The Medina River is located in south central Texas, United States, in the Medina Valley.  It was also known as the Rio Mariano, Rio San Jose, or Rio de Bagres (Catfish river).  Its source is in springs in the Edwards Plateau in northwest Bandera County, Texas and merges with the San Antonio River in southern Bexar County, Texas, for a course of 120 miles. It contains the Medina Dam in NE Medina County, Texas which restrains Lake Medina. Much of its course is owned and operated by the Bexar-Medina-Atascosa Water District to provide irrigation services to farmers and ranchers.

History
The Medina River was named after Pedro de Medina, a Spanish cartographer, by Alonso de León, Spanish governor of Coahuila, New Spain in 1689.   It once served as the official boundary between Texas and Coahuila with the San Antonio River being considered its tributary.  At that time, the river was called the Medina all the way to the Gulf of Mexico, but now the part below the confluence is called the San Antonio River.

DATA PROVIDED -
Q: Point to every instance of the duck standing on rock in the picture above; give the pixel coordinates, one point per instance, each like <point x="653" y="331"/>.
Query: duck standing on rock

LIST OF TASKS -
• A. Transcribe the Medina River text starting at "The Medina River is" and ending at "farmers and ranchers.".
• B. According to the Medina River text, who gave the river its name?

ANSWERS -
• A.
The Medina River is located in south central Texas, United States, in the Medina Valley.  It was also known as the Rio Mariano, Rio San Jose, or Rio de Bagres (Catfish river).  Its source is in springs in the Edwards Plateau in northwest Bandera County, Texas and merges with the San Antonio River in southern Bexar County, Texas, for a course of 120 miles. It contains the Medina Dam in NE Medina County, Texas which restrains Lake Medina. Much of its course is owned and operated by the Bexar-Medina-Atascosa Water District to provide irrigation services to farmers and ranchers.

• B. Alonso de León, the Spanish governor of Coahuila, New Spain, named it in 1689.